# Stored data:

------------------------------------------------------------

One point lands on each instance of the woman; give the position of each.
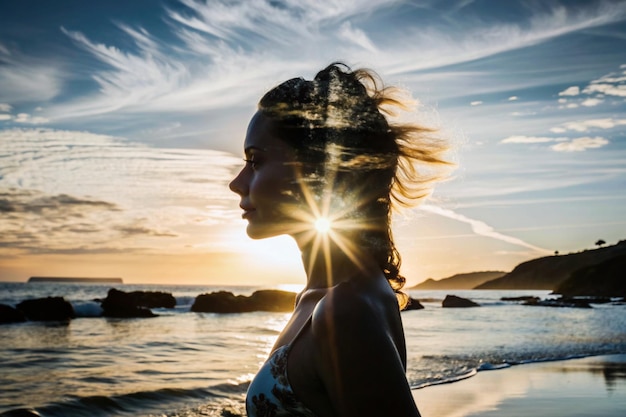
(322, 153)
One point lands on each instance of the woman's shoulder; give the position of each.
(354, 305)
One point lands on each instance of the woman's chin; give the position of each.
(257, 232)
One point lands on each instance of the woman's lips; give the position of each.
(247, 212)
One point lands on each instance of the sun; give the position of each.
(322, 225)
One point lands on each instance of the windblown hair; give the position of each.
(339, 126)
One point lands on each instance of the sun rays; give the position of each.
(327, 222)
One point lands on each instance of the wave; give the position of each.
(87, 309)
(488, 366)
(144, 402)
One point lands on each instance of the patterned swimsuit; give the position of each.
(270, 394)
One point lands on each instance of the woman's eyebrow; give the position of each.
(254, 148)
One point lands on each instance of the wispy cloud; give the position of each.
(27, 79)
(529, 139)
(586, 125)
(481, 228)
(67, 190)
(580, 144)
(563, 145)
(231, 50)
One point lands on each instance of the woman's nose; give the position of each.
(237, 185)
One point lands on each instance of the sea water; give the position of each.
(199, 364)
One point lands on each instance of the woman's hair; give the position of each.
(349, 151)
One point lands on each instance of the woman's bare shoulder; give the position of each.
(354, 307)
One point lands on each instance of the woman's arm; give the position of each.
(357, 359)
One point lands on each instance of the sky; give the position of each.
(122, 123)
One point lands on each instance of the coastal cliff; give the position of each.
(549, 272)
(465, 281)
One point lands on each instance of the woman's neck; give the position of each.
(327, 265)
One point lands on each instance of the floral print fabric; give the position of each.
(270, 394)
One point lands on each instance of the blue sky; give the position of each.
(121, 124)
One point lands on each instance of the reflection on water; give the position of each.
(613, 371)
(581, 387)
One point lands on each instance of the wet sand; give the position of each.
(594, 386)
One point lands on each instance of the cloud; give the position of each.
(592, 102)
(356, 36)
(585, 125)
(73, 191)
(481, 228)
(580, 144)
(606, 89)
(570, 91)
(527, 139)
(231, 50)
(26, 79)
(28, 119)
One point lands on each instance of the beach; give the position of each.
(184, 363)
(591, 386)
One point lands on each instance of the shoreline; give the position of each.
(589, 386)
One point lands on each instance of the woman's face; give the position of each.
(267, 184)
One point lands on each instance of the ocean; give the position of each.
(199, 364)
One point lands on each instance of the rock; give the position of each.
(124, 305)
(21, 412)
(413, 304)
(153, 299)
(227, 302)
(47, 309)
(456, 302)
(524, 298)
(559, 302)
(9, 314)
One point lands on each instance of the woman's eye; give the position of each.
(254, 164)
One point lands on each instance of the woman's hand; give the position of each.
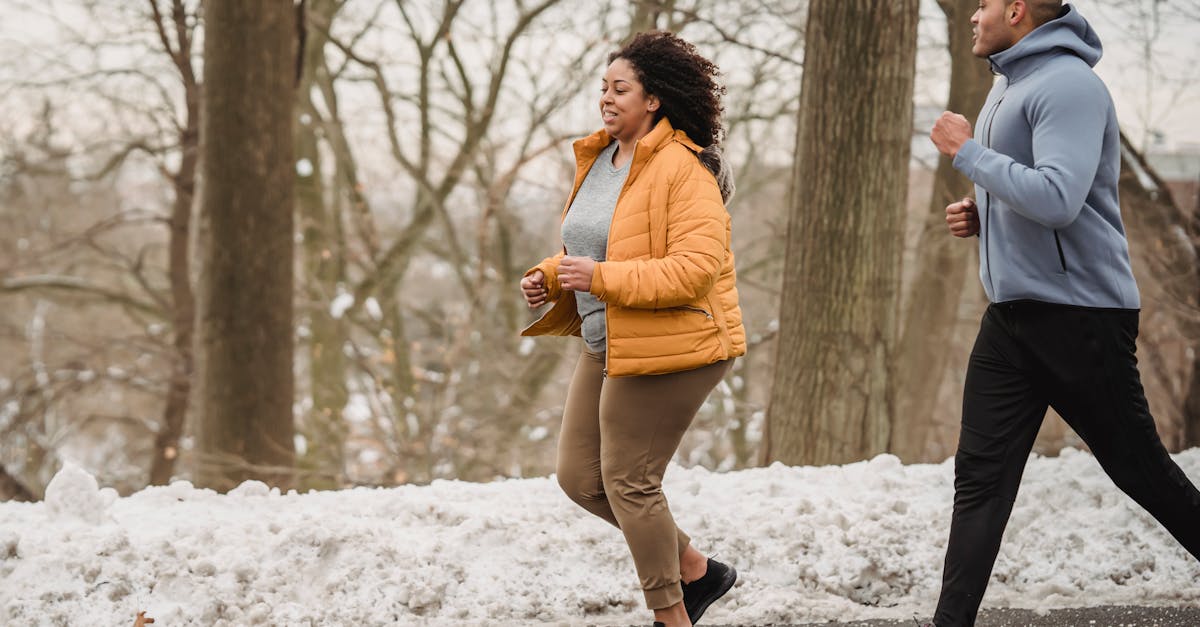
(575, 273)
(534, 288)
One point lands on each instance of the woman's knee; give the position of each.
(579, 484)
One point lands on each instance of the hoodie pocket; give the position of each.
(1062, 258)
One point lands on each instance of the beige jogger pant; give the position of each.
(618, 435)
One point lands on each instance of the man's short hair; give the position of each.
(1041, 11)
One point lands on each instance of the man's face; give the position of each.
(991, 28)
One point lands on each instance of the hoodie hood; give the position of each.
(1067, 34)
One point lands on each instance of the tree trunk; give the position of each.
(933, 304)
(831, 400)
(323, 428)
(246, 425)
(183, 299)
(1164, 261)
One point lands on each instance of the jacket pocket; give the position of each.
(1062, 258)
(694, 310)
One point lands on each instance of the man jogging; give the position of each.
(1062, 323)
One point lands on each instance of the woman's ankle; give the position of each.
(693, 565)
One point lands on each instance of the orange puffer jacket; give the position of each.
(669, 285)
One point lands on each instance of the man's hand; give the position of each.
(949, 132)
(963, 218)
(575, 273)
(534, 288)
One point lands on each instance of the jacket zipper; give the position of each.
(987, 195)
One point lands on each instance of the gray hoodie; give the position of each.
(1045, 161)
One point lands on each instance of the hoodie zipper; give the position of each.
(987, 195)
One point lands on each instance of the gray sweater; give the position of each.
(586, 234)
(1045, 161)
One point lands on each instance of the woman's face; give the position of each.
(628, 113)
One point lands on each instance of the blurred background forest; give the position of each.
(430, 157)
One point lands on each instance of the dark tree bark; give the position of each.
(831, 400)
(940, 276)
(246, 311)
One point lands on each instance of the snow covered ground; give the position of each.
(811, 543)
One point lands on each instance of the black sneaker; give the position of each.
(699, 595)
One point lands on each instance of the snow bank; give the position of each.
(811, 543)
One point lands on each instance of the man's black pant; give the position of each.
(1030, 356)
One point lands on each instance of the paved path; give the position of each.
(1101, 616)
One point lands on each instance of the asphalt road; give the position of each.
(1101, 616)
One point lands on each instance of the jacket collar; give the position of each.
(663, 135)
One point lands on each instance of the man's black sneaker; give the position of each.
(699, 595)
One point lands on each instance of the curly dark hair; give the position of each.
(683, 81)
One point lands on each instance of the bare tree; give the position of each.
(832, 395)
(941, 266)
(115, 257)
(245, 306)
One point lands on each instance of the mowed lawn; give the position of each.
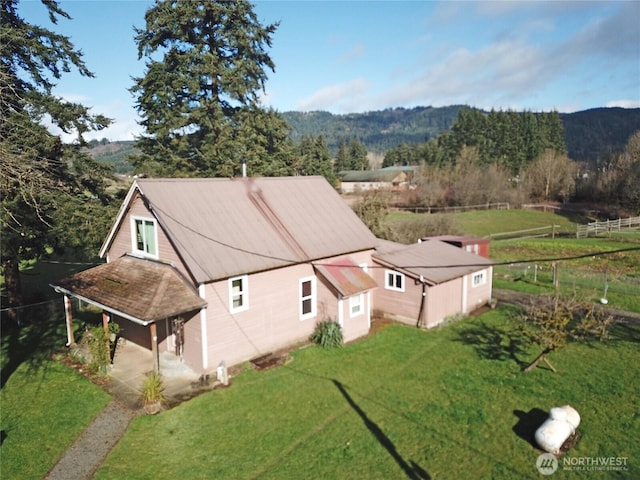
(43, 408)
(403, 403)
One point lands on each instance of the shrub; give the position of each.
(152, 391)
(99, 344)
(327, 334)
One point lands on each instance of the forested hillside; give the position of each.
(590, 135)
(379, 130)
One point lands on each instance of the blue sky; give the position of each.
(358, 56)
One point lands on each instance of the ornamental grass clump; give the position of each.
(153, 392)
(327, 334)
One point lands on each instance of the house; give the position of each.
(391, 178)
(226, 270)
(229, 269)
(427, 282)
(479, 246)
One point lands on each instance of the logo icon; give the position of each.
(547, 464)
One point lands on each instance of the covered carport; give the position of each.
(147, 294)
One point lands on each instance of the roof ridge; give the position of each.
(262, 205)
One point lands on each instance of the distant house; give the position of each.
(425, 283)
(231, 269)
(479, 246)
(391, 178)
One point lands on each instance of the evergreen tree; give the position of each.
(40, 176)
(358, 155)
(199, 98)
(342, 162)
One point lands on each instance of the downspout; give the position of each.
(203, 328)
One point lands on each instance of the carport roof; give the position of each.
(141, 290)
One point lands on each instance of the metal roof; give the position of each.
(433, 260)
(226, 227)
(346, 277)
(139, 289)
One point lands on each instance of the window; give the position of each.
(144, 236)
(238, 294)
(356, 305)
(479, 278)
(394, 281)
(307, 298)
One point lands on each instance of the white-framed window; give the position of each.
(479, 278)
(393, 280)
(356, 305)
(238, 293)
(308, 299)
(144, 236)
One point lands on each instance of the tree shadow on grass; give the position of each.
(496, 343)
(625, 331)
(411, 469)
(528, 423)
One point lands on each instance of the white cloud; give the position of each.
(356, 52)
(499, 71)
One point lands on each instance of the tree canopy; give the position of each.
(207, 64)
(510, 139)
(40, 176)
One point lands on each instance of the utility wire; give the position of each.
(508, 262)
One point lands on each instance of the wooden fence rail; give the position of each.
(598, 228)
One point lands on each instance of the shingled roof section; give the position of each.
(435, 261)
(139, 289)
(226, 227)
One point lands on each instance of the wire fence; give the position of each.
(567, 277)
(607, 227)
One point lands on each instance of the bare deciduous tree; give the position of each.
(551, 321)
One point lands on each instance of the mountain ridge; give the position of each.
(591, 135)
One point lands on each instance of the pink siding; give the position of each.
(192, 351)
(402, 306)
(272, 320)
(444, 300)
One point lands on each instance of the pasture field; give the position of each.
(527, 262)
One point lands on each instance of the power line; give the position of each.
(508, 262)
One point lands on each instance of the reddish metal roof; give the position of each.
(140, 289)
(346, 277)
(433, 260)
(227, 227)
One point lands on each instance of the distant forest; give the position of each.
(590, 135)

------------------------------------------------------------

# YOUR OBJECTIVE:
Retype exactly. Start at the line with "One point lands on each instance of the mountain" and stop at the last line of the data.

# ANSWER AREA:
One point lands on each instance of the mountain ridge; give the position of each.
(591, 135)
One point lands on each instance of the pink siding; give the position of each.
(192, 351)
(402, 306)
(272, 320)
(444, 300)
One point lands on each instance of the pasture field; give the position of each.
(527, 262)
One point lands on each instance of the power line; give the position of each.
(508, 262)
One point lands on each instance of the reddish metal roof; give the position of each.
(140, 289)
(346, 277)
(433, 260)
(227, 227)
One point lands on each instance of the distant forest; give the position of each.
(590, 135)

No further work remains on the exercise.